### Selected passage ###
Now is the time to start a gardening journal; as you start planning your garden, start making notes in it. It can be a 3-ring binder with pocket folders, a calendar with pockets, or an online gardening journal. Keep everything pertaining to the garden in it.
Keep your garden designs in it. Every year when you do a new graph for a layout for your garden or one of the garden beds, place it in the gardening journal so you have it for the next season. This will help with plant rotation.
I also make a lot of notes during the season that become a wealth of information for the following years on what to do, or how to change it, or what not to do.
You’ll want to write down the last frost date, how severe the winter was, and anything unusual about the winter. Write down when you were first able to work the soil, as well as when the perennials started coming back to life and the seeds that self-sowed start popping up, germinating. Keep track of bloom and harvest dates, fertilizing dates, and what kind of fertilizer.
The more notes, receipts, seed packets, and pictures you add to your gardening journal the more helpful it will be for the following growing seasons. If you tested your soil’s PH, write down what you used to test it, when you tested it, what the PH was, and any amendments you may have added to it. Note any insect pest damage or critter damage. Take and keep photos of the actual insects, damage they’ve caused, and the course of action to rectify the situation. Pictures of your seed beds, seedlings, plants, blossoms, diseases and anything else you want to photo will be a great help in your future gardening endeavors.
Remember to keep your gardening journal up to date with:
all dates
what you have planted
what you have tried
what has worked well
what needs improvement
unusual changes to the weather
new insects, birds, butterflies
soil amendments
compost
changes, additions, or deletions that you may have made, etc.
Keep track of the nurseries you purchased seeds or plants from. Also any handouts you’ve acquired. Check with your local county extension office for handouts and garden journals.
After all these years I still get excited with each phase of the gardening season and the possibilities it brings. I’m still experimenting and learning something new everyday with all of the new techniques and theories that continually come out.
### Raw data ###
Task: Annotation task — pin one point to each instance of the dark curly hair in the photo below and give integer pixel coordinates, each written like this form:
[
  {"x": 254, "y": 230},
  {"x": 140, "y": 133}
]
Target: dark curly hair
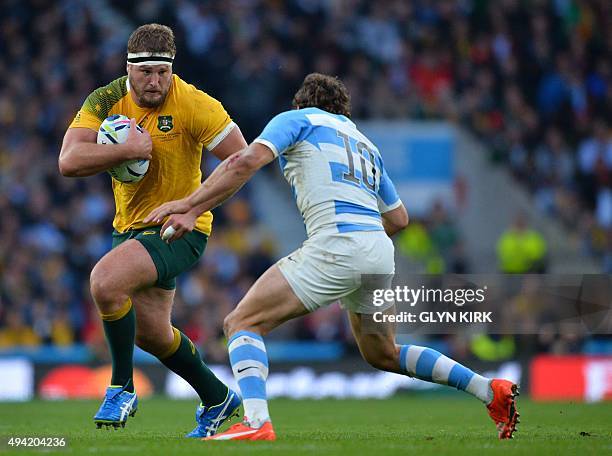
###
## Your tasks
(a) State whether each statement below agrees with the piece on keeping a gardening journal, answering yes or no and quoting the words from that piece that decide it: (i) a calendar with pockets can serve as the journal; (ii) the piece advises asking a local nursery for garden journals; (iii) saving each year's garden layout graph helps with plant rotation.
(b) Pick up the piece on keeping a gardening journal and continue it from its last sentence.

## Results of the exercise
(a)
(i) Yes: "It can be a 3-ring binder with pocket folders, a calendar with pockets, or an online gardening journal."
(ii) No: "Check with your local county extension office for handouts and garden journals."
(iii) Yes: "This will help with plant rotation."

(b)
If some of your plants didn’t make it this year, that’s okay. It happens to all gardeners including me. For reasons we may never know a certain percentage of our plants (flowers, fruit, herbs, vegetables), just don’t seem to make it sometimes. Other times we know why – due to an extremely rainy summer or we didn’t provide for enough drainage, or we had a drought, or a hungry little rabbit that has decided to have it for lunch. Perhaps the bee population had decreased.
Sometimes these things just happen – we can’t predict it, we’re just left wondering what happened. Keeping track of everything in your gardening journal, may provide some clues as to what really did happen and help you prevent it the next season.
Extra Items To Include In Your Gardening Journal:
How you prepared your soil, exactly what you did
Seeds started indoors, when and exactly how you did it
Transplanting dates
Hardening off dates
To do list
Individual Plant Profiles
Fertilizing Schedule
Disease Control
Harvest, dates as well as plants that did well and those that didn’t
Yield Amounts, did you grow enough, do you need to grow more next season
Records of Preserving Your Harvest: drying, canning, freezing, jellys, vinegars
Recipes for Canning, Freezing, etc
Tool maintenance unless you have a tool maintenance journal
Enjoy growing and using your herbs and do take time to sit out in your garden and enjoy the colors, aromatic scents, as well as the birds and butterflies that have taken up residence. While you’re sitting there, make notes in your Gardening Journal. Take care, and take care of your garden!